(Point annotations for photos)
** BEGIN **
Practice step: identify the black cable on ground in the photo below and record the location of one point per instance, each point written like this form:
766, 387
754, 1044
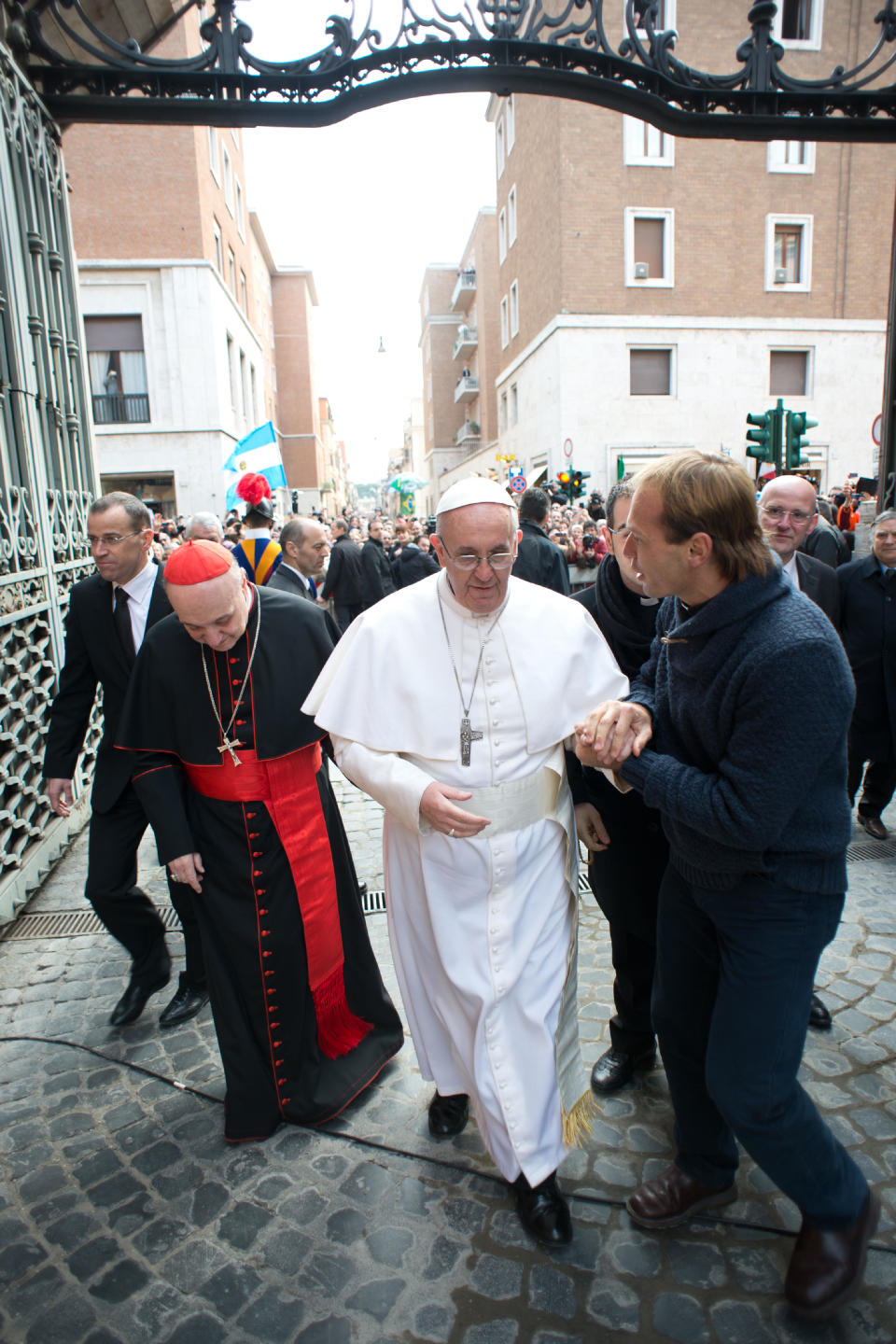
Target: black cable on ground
601, 1200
** END **
§ **WRITTEN INSTRUCTION**: Copy all the data above line by line, offsetting each coordinate in the answers by -37. Leave out the picture markers.

§ **WRITTEN ANSWER**:
Practice step: identify the black cable on ground in the photo below and record the location of one point per instance, each point written like this form:
766, 387
754, 1044
Target: black cable on ground
564, 1163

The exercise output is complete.